• _Instructions_:
- 1) According to the docstring at the top of the source code, what are the module's functions for?
- 2) Summarize the source code in two sentences.
- 3) Duplicate the part of the source code starting with "import logging" and going on through "logger = logging.getLogger(__name__)".

• _Reading text_:
---
Source code for nwm_region_mgr.utils.hydrofabric_utils

"""Functions to handle hydrofabric data and operations."""

import logging
from pathlib import Path
from typing import Union

import geopandas as gpd
from shapely.geometry import GeometryCollection, MultiPolygon, Point, Polygon
from shapely.ops import unary_union
from shapely.validation import make_valid

from nwm_region_mgr.utils.io_utils import read_table
from nwm_region_mgr.utils.validation_utils import check_columns_dataframe

logger = logging.getLogger(__name__)



[docs]
def find_gages_within_buffer(
    gage_file: Path,
    gage_id_col: str,
    buffer: float,
    gdf: gpd.GeoDataFrame = None,
    hydrofabric_file: Path = None,
    id: str = None,
) -> tuple[list, list, gpd.GeoSeries]:
    """Find gages within a buffer zone around the hydrofabric.
---
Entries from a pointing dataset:
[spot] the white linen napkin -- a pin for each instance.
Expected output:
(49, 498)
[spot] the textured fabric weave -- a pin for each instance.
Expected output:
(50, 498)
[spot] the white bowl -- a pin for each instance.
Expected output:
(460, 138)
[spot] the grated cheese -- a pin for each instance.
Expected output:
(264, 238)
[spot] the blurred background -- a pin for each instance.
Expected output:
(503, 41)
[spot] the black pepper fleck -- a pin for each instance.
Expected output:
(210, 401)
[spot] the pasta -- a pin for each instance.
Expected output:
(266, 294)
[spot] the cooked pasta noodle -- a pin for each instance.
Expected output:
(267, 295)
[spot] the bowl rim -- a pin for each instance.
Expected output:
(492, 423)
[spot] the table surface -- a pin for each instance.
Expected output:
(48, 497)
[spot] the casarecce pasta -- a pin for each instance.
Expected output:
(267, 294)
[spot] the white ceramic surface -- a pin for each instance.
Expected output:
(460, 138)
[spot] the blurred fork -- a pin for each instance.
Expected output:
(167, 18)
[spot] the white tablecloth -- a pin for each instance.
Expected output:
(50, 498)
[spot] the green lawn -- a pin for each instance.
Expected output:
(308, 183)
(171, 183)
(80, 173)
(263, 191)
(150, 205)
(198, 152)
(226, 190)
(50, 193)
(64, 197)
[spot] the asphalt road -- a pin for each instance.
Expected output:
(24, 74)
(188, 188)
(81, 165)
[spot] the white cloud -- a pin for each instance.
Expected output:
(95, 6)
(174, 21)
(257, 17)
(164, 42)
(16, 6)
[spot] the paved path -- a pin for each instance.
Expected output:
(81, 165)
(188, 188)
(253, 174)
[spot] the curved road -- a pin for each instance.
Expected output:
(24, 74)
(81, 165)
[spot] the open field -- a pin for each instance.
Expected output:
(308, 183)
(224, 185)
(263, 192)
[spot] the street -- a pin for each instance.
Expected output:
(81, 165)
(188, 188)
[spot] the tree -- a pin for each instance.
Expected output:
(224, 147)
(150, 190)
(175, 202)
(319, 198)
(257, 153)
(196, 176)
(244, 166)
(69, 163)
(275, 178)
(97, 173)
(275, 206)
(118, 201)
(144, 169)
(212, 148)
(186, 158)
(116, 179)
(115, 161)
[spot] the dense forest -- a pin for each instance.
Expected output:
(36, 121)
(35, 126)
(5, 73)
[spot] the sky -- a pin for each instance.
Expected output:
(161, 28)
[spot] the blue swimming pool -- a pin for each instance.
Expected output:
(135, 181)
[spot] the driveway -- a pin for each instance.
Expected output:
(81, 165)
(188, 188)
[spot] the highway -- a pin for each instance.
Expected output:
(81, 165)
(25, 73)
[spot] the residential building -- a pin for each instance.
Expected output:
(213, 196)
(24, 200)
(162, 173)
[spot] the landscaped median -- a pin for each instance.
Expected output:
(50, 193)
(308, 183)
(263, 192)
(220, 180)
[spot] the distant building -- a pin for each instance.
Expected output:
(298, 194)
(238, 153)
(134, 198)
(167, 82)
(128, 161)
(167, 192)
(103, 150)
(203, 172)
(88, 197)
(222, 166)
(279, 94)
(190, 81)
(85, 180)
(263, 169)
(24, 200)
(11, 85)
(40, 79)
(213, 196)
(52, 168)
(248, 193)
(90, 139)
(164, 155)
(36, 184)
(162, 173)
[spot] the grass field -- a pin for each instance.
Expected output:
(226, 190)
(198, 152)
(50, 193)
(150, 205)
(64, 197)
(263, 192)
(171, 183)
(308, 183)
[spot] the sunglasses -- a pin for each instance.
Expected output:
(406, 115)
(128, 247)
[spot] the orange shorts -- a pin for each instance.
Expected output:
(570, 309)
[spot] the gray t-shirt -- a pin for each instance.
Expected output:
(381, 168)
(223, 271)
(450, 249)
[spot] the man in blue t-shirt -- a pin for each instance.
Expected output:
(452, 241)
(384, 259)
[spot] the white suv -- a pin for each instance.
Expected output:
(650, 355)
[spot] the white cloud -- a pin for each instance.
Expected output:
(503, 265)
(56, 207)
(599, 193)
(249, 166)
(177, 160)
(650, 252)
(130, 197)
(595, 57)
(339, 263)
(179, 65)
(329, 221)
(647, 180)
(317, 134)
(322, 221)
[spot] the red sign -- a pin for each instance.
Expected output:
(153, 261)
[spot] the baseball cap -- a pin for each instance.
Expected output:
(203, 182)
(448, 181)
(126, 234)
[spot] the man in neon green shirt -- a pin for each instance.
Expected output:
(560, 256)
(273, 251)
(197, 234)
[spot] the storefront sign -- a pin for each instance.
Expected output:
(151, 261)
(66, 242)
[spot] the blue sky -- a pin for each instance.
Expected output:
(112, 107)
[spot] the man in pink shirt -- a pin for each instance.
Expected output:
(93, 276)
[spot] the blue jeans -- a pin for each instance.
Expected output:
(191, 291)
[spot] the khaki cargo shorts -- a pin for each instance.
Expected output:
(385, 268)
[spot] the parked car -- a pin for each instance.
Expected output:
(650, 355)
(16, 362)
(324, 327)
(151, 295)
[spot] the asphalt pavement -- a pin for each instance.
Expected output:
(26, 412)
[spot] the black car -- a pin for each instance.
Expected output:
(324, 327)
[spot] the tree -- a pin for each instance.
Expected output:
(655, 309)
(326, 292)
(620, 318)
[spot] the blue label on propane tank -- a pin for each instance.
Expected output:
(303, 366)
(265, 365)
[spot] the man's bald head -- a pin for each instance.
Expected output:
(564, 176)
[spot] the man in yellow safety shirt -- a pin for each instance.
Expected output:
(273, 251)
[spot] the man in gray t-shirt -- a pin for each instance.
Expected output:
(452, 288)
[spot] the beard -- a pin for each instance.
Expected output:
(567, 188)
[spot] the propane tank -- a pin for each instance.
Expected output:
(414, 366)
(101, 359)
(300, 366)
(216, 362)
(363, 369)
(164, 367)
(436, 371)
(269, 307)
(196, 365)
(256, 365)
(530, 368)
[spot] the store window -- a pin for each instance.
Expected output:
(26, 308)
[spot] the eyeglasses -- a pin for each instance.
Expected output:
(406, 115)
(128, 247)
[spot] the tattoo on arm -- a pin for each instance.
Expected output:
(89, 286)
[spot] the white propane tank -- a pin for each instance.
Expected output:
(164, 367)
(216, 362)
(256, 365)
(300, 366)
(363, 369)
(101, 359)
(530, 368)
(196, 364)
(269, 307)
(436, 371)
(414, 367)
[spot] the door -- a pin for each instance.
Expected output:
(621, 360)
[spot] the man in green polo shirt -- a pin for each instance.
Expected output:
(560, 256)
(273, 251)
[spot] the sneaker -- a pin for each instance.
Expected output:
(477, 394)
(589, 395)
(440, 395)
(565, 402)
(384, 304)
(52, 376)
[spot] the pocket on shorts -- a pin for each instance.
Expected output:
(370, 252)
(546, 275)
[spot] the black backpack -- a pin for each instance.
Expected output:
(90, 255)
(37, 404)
---
• _Results for the exercise_:
- 1) They handle hydrofabric data and operations.

- 2) The source code belongs to nwm_region_mgr.utils.hydrofabric_utils, a module of functions to handle hydrofabric data and operations. It imports tools such as geopandas and shapely and defines find_gages_within_buffer, a function that finds gages within a buffer zone around the hydrofabric.

- 3)
import logging
from pathlib import Path
from typing import Union

import geopandas as gpd
from shapely.geometry import GeometryCollection, MultiPolygon, Point, Polygon
from shapely.ops import unary_union
from shapely.validation import make_valid

from nwm_region_mgr.utils.io_utils import read_table
from nwm_region_mgr.utils.validation_utils import check_columns_dataframe

logger = logging.getLogger(__name__)